--- Begin GIVEN PASSAGE ---
Norway - Luna Kafé - Full Moon 30 - 03/31/99
New Depression EP
Virgin Records Norway
The debut CD from Madrugada should be here soon, but in the mean time, here
is their second EP. Their first self-titled EP,
released some moons ago (get it while you can - only 750 pressings were made),
was recorded in Norway and mixed in London, while New Depression EP
is an all-Norwegian product. This shouldn't mean anything quality-wise, but after the initial
listenings I can't help thinking that the studio work doesn't quite match the first EP.
It seems like the space they float in is smaller, but this may well be caused by a
provincial placebo in my head. Musically however, Madrugada are expanding. Slowly though,
and still further into roots territory.
The EP starts off with The Riverbed, a calm ballad with an acoustic guitar
that reminds me of Pink Floyd (The Wall-era). Sivert's voice is as soothing
as ever, and an accordion (played by non-member Jon Terje Rovedal) floats in and out
of the mix, removing any doubts about Madrugada's roots directions. But of course,
there are also some dirty-sounding guitars. And some very soft marching drums,
probably added to illustrate this story story of eh, a man, a king, a war, remorse,
sadness and tragedy ("the king lives on, but everybody dies"). Well, I've mentioned
earlier that the lyrics are at times their weakest side, especially on the slower, more naked songs.
--- End GIVEN PASSAGE ---
--- Begin DATA LINES ---
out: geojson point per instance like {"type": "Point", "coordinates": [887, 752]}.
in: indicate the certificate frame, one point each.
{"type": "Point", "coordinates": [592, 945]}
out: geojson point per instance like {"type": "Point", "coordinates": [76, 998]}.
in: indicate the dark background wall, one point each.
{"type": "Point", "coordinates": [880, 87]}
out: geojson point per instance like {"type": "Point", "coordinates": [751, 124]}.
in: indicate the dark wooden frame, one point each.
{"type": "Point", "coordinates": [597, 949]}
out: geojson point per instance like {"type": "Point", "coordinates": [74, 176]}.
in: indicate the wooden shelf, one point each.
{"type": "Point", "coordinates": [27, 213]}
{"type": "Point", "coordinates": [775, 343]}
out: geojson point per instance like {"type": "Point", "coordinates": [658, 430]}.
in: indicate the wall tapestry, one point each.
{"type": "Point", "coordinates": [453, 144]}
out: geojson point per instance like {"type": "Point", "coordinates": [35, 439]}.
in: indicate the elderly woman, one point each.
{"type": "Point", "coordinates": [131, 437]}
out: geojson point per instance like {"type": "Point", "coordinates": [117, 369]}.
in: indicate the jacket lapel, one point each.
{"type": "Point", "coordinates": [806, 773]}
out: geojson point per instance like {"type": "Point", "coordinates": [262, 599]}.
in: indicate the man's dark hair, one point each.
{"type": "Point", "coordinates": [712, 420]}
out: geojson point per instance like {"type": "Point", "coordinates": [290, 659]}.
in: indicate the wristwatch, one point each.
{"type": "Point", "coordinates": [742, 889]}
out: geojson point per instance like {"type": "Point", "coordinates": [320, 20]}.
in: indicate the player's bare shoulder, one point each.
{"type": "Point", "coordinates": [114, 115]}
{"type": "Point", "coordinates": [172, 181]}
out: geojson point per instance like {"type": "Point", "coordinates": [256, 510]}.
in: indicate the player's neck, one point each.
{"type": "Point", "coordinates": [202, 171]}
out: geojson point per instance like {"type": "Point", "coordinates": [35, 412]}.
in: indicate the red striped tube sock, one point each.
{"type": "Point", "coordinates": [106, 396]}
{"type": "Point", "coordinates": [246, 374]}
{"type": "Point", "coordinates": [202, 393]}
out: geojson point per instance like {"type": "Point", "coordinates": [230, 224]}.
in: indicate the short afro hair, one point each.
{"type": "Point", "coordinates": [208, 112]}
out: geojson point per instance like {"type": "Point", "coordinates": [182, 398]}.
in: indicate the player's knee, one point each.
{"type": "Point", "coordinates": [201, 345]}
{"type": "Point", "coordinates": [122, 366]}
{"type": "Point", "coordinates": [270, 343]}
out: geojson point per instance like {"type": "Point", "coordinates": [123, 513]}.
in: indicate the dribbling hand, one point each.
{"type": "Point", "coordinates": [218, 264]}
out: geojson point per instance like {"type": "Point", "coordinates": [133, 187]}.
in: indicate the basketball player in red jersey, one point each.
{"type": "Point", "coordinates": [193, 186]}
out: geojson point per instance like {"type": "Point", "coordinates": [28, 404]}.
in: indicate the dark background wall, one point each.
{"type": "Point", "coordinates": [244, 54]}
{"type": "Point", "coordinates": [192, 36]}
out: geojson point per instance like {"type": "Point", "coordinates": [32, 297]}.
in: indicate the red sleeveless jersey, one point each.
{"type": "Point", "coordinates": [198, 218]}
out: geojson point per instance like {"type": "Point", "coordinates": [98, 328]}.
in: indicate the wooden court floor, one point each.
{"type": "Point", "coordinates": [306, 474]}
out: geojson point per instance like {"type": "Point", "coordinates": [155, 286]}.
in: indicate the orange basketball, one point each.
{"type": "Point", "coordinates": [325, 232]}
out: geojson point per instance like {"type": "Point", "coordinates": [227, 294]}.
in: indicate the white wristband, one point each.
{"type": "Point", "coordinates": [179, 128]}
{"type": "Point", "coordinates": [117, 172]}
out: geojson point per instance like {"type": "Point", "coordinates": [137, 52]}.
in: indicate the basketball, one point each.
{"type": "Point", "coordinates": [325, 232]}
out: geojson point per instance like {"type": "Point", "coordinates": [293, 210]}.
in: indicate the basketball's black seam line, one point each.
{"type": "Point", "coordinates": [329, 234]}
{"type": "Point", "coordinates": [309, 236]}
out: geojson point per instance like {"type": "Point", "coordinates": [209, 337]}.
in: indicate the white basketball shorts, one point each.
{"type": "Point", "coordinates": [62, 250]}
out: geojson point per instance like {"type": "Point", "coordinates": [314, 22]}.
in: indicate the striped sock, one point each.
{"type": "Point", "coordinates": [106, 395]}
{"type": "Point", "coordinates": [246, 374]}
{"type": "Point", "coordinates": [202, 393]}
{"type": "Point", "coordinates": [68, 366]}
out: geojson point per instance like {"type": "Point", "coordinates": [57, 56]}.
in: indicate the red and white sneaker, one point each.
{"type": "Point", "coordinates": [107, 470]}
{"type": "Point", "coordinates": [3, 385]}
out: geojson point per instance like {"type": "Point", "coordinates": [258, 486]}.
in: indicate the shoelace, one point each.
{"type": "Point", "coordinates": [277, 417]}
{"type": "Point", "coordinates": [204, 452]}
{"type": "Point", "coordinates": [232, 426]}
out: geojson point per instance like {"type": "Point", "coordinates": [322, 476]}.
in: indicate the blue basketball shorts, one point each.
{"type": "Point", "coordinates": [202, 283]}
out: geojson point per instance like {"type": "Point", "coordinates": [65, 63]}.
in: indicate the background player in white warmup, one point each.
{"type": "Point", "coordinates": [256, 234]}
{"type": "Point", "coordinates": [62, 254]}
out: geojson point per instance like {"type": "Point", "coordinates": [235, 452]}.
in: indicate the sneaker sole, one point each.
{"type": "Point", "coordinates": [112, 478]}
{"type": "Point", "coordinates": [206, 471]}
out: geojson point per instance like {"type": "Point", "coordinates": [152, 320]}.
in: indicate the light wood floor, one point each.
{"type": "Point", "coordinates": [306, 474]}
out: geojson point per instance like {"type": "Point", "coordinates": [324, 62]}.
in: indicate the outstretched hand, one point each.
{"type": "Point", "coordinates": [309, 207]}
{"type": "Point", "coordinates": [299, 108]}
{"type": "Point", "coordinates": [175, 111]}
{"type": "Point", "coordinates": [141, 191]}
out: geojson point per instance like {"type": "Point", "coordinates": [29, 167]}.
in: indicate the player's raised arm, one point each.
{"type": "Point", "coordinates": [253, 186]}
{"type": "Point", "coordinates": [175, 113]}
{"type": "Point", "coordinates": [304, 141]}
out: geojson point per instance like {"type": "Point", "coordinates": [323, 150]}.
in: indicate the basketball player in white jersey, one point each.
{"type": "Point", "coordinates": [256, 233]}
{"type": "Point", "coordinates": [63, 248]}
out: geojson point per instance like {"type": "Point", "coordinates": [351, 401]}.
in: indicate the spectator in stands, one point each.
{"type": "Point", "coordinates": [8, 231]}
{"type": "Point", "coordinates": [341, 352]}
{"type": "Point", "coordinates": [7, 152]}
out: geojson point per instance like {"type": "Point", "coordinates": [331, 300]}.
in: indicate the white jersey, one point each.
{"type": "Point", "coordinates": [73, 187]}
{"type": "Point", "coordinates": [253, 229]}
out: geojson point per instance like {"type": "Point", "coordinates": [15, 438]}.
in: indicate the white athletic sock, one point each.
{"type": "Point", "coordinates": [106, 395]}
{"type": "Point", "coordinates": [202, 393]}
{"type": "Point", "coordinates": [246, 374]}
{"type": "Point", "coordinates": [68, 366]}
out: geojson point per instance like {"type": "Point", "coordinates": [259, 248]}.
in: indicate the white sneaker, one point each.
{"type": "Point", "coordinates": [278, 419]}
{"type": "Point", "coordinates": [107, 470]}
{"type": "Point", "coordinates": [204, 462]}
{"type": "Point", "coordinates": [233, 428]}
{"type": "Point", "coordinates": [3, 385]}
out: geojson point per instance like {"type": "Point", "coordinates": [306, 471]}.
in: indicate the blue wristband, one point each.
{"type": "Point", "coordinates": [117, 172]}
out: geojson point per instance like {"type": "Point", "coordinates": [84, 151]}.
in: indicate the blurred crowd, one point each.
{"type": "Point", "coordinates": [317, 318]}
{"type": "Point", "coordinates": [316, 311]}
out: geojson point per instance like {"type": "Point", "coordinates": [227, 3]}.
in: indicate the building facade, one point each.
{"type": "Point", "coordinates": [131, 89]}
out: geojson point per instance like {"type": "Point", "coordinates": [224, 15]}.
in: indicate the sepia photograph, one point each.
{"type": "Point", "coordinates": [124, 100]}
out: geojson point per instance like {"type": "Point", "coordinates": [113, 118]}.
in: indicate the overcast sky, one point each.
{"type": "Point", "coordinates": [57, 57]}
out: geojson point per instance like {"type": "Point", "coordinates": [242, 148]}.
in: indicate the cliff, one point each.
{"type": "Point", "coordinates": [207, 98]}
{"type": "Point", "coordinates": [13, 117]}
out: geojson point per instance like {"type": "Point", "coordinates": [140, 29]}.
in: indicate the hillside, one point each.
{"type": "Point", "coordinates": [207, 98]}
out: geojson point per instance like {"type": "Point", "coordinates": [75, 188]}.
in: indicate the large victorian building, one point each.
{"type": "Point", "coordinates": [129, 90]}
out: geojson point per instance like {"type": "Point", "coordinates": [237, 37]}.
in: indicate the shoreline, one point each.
--- End DATA LINES ---
WRITTEN TASKS:
a) In the Madrugada review, swap "roots territory" for "folk territory" and write out the passage starting at "It seems like" and ending at "into roots territory.".
b) Answer these questions from the Madrugada review:
(i) How many pressings were made of the band's first self-titled EP?
(ii) Where was that first EP mixed?
(iii) Who plays the accordion on The Riverbed?
The records are separate material from the Madrugada review.

TASK RESPONSES:
a)
It seems like the space they float in is smaller, but this may well be caused by a
provincial placebo in my head. Musically however, Madrugada are expanding. Slowly though,
and still further into folk territory.

b)
(i) 750
(ii) London
(iii) Jon Terje Rovedal